**CONSIGNE 1**
Réécrivez, s'il vous plaît, toutes les lignes de l'exercice en remplaçant « blurred background » par « sharp foreground », sans rien modifier d'autre. Omettez les images dans votre réponse.

**TEXTE DU DOCUMENT**
N’accédons pas non plus à la demande d’instaurer une écologie punitive. La proposition d’une « TVA dissuasive » qui serait appliquée pour « guider les gestes de consommation » ne serait pas autre chose qu’un recours aux indulgences : payez et vous aurez droit au salut. Cela signifie que le changement de vie ne serait effectif que pour ceux qui n’ont pas les moyens de s’offrir le droit de mener leur existence comme ils le souhaitent. Au demeurant, cela consisterait à taxer des comportements qui n’ont rien d’illégal. Ce serait la fin de la société libérale où les choix de vie appartiennent aux individus et non à l’État ou a des groupes d’influence.

**DONNÉES DE L'EXERCICE**
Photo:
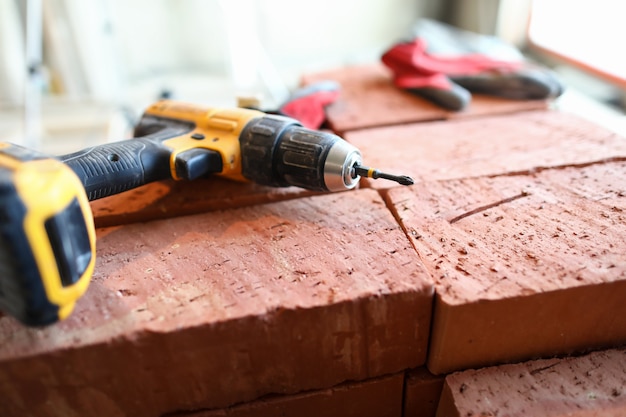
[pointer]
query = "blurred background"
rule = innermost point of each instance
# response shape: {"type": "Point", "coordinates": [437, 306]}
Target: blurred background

**CONSIGNE 2**
Dans le texte sur l'écologie punitive, à quoi la proposition d'une « TVA dissuasive » est-elle assimilée ?

**SOLUTION 1**
Photo:
[pointer]
query = "sharp foreground"
rule = innermost point of each instance
# response shape: {"type": "Point", "coordinates": [437, 306]}
Target: sharp foreground

**SOLUTION 2**
À un recours aux indulgences : payez et vous aurez droit au salut.